## Exercise passage
◇ ◇ ◇ ◇
Teste et al. (2009) demonstrated that commonly used “housekeeping” genes in yeast—ACT1, TDH3, PDA1, IPP1—are not actually stable across growth conditions. They validated ALG9, TAF10, TFC1, and UBC6 as truly stable reference genes using geNorm analysis across diverse physiological states.

I applied this framework to ask: do the validated stable genes remain stable during phosphate starvation? And for genes showing 30min dips, how much is artifact vs biology?

The timecourse reveals a clear separation. TAF10 and UBC6 remain within ±0.5 log2FC across the entire 8-hour experiment. ALG9 and TFC1 show modest transient dips at 30min but recover. In contrast, TDH3 drops ~3 log2 and stays down—behaving exactly like the glycolytic enzyme it is, not like a housekeeping gene.
◇ ◇ ◇ ◇
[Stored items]

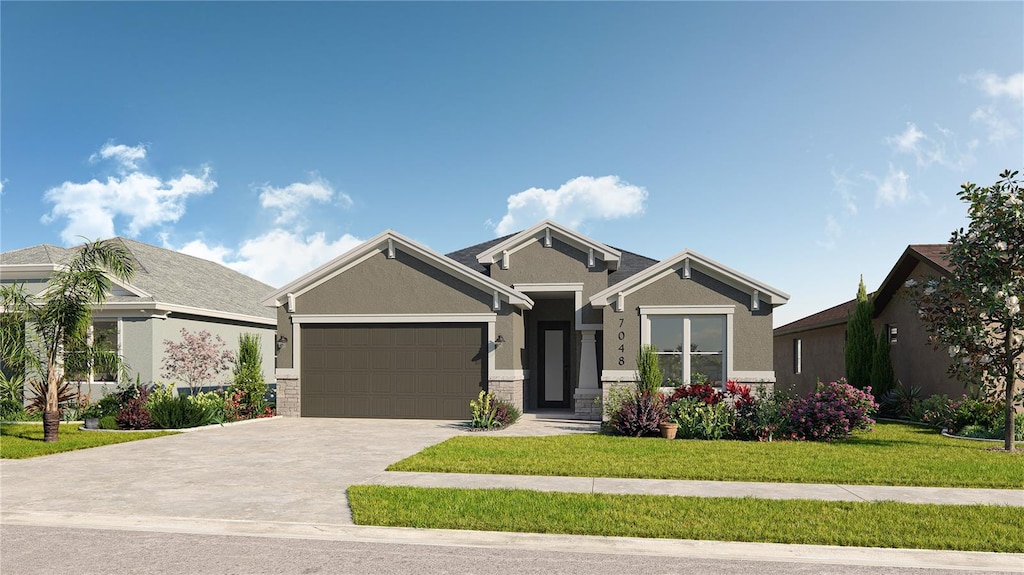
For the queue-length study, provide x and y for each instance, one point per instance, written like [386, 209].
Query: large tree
[59, 316]
[975, 312]
[860, 340]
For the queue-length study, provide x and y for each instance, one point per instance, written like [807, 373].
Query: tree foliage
[196, 360]
[860, 340]
[975, 311]
[60, 316]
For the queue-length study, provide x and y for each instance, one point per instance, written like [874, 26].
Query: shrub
[648, 372]
[639, 415]
[133, 413]
[704, 392]
[179, 412]
[830, 412]
[505, 413]
[699, 419]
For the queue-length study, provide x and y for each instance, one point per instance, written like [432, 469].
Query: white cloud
[995, 86]
[833, 232]
[999, 129]
[127, 156]
[276, 257]
[929, 149]
[894, 188]
[844, 187]
[573, 203]
[144, 200]
[292, 200]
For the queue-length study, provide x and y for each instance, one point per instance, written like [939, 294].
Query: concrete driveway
[286, 470]
[282, 470]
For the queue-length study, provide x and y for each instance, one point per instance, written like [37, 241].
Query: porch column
[587, 393]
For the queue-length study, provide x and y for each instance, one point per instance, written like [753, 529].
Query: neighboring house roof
[165, 281]
[933, 255]
[548, 229]
[686, 260]
[386, 242]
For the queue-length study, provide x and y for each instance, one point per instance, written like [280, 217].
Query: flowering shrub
[832, 411]
[639, 414]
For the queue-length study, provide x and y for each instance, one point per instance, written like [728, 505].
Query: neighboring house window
[798, 355]
[103, 336]
[702, 338]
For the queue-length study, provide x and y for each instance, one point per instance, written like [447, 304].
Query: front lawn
[19, 441]
[974, 528]
[892, 454]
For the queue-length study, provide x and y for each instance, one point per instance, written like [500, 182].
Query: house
[545, 318]
[812, 349]
[170, 292]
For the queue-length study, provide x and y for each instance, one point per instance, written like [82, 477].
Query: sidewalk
[1013, 497]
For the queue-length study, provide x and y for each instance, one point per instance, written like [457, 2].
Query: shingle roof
[629, 264]
[170, 277]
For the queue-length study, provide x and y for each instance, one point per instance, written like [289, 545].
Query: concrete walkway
[1013, 497]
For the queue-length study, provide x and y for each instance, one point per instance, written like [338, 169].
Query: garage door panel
[391, 370]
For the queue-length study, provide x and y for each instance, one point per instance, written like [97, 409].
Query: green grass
[892, 454]
[19, 441]
[975, 528]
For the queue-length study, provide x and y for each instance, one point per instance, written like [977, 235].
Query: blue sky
[801, 143]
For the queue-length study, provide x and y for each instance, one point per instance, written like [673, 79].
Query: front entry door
[553, 362]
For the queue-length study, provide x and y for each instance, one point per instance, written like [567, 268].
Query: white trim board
[593, 249]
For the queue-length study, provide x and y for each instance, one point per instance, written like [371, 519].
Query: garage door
[392, 370]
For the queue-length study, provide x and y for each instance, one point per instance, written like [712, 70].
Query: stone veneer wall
[508, 390]
[288, 397]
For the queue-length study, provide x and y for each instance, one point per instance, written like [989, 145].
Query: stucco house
[170, 291]
[813, 348]
[545, 318]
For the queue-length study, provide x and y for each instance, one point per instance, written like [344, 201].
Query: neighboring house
[812, 349]
[170, 291]
[544, 318]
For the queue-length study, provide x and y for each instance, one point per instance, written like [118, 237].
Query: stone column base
[588, 403]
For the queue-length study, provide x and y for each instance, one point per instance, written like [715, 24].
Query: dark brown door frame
[542, 327]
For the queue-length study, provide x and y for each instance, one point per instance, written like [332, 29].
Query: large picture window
[691, 348]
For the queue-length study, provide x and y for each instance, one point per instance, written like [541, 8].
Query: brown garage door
[392, 370]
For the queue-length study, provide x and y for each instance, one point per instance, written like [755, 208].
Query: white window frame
[646, 312]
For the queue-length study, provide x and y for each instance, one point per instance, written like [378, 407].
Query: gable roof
[387, 241]
[704, 264]
[165, 280]
[933, 255]
[547, 229]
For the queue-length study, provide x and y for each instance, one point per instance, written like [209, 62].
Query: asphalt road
[54, 550]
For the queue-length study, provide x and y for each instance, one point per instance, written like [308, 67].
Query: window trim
[726, 310]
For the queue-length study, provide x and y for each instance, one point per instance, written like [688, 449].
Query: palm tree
[60, 315]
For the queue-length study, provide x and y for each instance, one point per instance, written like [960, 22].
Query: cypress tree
[882, 366]
[860, 340]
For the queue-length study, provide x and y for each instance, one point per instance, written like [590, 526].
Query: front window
[702, 338]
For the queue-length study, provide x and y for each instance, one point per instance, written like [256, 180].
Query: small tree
[975, 312]
[60, 316]
[197, 359]
[882, 366]
[249, 374]
[860, 340]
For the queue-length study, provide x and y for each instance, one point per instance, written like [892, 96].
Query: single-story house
[544, 318]
[813, 348]
[170, 292]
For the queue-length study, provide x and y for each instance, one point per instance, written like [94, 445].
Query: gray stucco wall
[559, 264]
[752, 338]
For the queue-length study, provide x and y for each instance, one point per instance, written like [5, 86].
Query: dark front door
[553, 364]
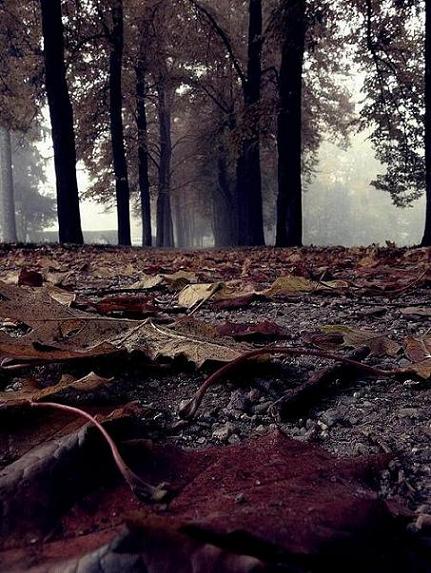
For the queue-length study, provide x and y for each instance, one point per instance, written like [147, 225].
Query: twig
[139, 487]
[403, 289]
[188, 409]
[215, 288]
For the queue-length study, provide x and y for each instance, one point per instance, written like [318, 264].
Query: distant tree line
[196, 113]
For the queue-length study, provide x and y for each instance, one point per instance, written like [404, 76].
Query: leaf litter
[237, 498]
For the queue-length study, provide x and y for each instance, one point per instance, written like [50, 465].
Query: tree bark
[249, 179]
[116, 120]
[426, 240]
[143, 163]
[289, 136]
[165, 233]
[61, 113]
[7, 192]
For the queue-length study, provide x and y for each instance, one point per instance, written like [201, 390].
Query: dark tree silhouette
[116, 120]
[141, 124]
[249, 180]
[8, 221]
[165, 233]
[289, 202]
[61, 113]
[426, 240]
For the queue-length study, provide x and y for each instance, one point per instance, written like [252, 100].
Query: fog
[341, 207]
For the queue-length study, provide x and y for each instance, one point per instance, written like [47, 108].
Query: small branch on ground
[188, 408]
[139, 487]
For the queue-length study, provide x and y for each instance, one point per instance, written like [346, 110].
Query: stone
[224, 432]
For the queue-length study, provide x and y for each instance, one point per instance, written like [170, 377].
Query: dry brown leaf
[31, 392]
[176, 280]
[379, 344]
[424, 311]
[60, 295]
[157, 342]
[192, 295]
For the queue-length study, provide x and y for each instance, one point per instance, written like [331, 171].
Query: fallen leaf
[379, 344]
[424, 311]
[176, 280]
[260, 330]
[250, 507]
[418, 350]
[31, 392]
[193, 294]
[60, 295]
[157, 342]
[30, 278]
[289, 284]
[135, 306]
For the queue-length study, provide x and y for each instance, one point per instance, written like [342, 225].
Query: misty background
[341, 207]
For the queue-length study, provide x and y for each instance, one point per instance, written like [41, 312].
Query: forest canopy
[210, 119]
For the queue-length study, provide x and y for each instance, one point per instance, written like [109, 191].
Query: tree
[35, 210]
[389, 40]
[61, 114]
[116, 119]
[7, 188]
[248, 170]
[426, 239]
[289, 126]
[249, 179]
[165, 236]
[142, 128]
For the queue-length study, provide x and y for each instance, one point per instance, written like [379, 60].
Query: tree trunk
[143, 163]
[61, 113]
[116, 118]
[426, 241]
[289, 130]
[223, 208]
[165, 233]
[7, 196]
[249, 180]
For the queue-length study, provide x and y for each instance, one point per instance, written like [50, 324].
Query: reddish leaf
[260, 330]
[271, 501]
[30, 278]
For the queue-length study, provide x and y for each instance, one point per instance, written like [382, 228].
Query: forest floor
[130, 335]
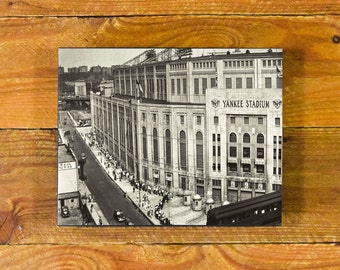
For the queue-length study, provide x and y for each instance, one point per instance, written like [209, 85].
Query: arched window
[260, 138]
[232, 137]
[183, 150]
[145, 146]
[246, 138]
[167, 147]
[155, 145]
[199, 150]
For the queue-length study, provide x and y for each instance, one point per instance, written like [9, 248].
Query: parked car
[119, 215]
[129, 222]
[65, 211]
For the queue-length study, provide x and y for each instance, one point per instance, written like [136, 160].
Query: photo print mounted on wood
[169, 137]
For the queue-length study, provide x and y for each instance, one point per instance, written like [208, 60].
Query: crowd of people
[119, 173]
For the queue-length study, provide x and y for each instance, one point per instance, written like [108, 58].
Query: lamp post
[81, 163]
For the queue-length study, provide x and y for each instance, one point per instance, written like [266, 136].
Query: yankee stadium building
[211, 124]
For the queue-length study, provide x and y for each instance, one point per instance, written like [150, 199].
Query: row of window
[239, 83]
[179, 85]
[246, 138]
[246, 185]
[210, 64]
[168, 148]
[272, 63]
[246, 168]
[238, 63]
[246, 152]
[178, 66]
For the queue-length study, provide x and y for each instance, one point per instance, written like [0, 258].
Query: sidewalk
[89, 201]
[146, 202]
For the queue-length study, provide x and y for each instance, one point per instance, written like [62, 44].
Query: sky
[75, 57]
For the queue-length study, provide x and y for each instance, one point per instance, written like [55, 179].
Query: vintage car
[65, 211]
[119, 215]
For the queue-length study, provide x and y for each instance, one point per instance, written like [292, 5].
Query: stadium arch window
[232, 137]
[260, 138]
[167, 147]
[183, 150]
[246, 138]
[199, 150]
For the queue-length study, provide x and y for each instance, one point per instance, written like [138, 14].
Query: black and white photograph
[169, 137]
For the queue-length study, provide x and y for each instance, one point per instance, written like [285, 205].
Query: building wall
[183, 92]
[252, 104]
[80, 88]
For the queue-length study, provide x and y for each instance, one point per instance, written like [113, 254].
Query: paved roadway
[107, 194]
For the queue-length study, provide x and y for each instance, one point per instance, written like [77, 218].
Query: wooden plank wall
[31, 33]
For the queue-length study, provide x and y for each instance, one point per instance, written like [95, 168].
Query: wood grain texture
[28, 79]
[158, 7]
[311, 190]
[31, 33]
[136, 257]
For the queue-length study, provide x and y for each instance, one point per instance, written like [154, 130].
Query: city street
[107, 194]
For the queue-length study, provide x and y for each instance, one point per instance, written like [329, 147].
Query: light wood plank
[310, 196]
[98, 256]
[158, 7]
[28, 74]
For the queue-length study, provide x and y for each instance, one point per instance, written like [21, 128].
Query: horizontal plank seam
[179, 244]
[175, 15]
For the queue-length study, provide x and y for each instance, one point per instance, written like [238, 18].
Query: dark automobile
[119, 215]
[65, 211]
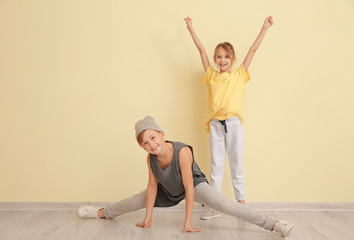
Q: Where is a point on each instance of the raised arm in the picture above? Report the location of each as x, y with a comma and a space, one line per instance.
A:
150, 198
267, 23
186, 162
198, 44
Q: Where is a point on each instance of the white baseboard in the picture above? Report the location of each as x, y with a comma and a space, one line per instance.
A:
261, 206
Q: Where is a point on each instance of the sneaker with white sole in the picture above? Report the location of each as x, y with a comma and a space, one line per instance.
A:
210, 214
283, 227
88, 211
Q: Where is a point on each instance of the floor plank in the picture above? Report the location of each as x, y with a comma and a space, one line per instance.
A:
55, 225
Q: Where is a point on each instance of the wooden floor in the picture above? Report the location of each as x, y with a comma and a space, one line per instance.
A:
65, 225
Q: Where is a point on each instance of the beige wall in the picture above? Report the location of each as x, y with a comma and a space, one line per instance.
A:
76, 75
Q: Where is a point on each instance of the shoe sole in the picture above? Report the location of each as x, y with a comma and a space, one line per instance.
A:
211, 217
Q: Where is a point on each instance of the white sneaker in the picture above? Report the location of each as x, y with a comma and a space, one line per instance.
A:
87, 211
283, 227
210, 214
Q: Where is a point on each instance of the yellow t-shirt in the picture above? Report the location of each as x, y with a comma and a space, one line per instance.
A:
226, 92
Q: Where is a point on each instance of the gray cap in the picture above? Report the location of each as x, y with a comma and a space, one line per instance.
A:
145, 124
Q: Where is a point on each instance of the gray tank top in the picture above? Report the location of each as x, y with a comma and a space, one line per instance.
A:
170, 186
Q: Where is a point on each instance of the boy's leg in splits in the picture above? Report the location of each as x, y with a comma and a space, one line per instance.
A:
207, 195
131, 204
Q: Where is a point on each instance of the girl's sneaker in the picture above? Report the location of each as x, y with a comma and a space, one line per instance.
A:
210, 214
88, 211
283, 227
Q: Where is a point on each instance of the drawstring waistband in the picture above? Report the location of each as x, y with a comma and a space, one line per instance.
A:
223, 122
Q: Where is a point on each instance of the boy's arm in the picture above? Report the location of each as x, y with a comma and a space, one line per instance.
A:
267, 23
186, 162
198, 44
150, 197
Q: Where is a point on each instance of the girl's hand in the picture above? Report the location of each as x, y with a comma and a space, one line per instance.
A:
188, 21
145, 224
188, 228
268, 22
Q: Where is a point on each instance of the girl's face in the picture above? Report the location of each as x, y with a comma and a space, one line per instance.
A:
152, 141
223, 59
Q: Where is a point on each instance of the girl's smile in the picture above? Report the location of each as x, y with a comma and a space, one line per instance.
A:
223, 60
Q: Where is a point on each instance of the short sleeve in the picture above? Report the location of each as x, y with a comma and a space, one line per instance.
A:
243, 74
208, 75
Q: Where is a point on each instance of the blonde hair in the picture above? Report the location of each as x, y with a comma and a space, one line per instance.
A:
228, 48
◇ ◇ ◇ ◇
## Aim of the task
Decide whether each statement below agrees with the passage on yeast reference genes under phosphate starvation, answering yes or no and quoting the words of the passage that settle it: (a) TAF10 and UBC6 stay within ±0.5 log2FC for the whole 8-hour experiment; (b) TDH3 dips at 30min and then recovers; (c) ALG9, TAF10, TFC1, and UBC6 were validated as stable reference genes with geNorm analysis.

## Answer box
(a) Yes: "TAF10 and UBC6 remain within ±0.5 log2FC across the entire 8-hour experiment."
(b) No: "TDH3 drops ~3 log2 and stays down."
(c) Yes: "They validated ALG9, TAF10, TFC1, and UBC6 as truly stable reference genes using geNorm analysis across diverse physiological states."